→ Exercise description
Out of the entries that follow, copy each line containing "could".

**** The data ****

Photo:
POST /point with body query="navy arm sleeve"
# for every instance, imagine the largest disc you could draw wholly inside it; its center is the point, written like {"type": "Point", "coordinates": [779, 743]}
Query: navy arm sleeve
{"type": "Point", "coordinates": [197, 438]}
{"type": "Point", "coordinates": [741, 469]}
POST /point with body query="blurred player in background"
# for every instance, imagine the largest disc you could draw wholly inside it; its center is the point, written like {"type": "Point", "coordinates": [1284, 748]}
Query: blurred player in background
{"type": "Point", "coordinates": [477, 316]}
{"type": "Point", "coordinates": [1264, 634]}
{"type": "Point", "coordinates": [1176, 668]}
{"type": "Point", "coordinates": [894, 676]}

****

→ Answer for the task
# for every instance, imagine the largest disc you could draw wholly inside it; its center is the point, written like {"type": "Point", "coordinates": [779, 743]}
# for every instance, imagine the largest disc you could draw wholly inside it; its center is the point, written like {"type": "Point", "coordinates": [1284, 748]}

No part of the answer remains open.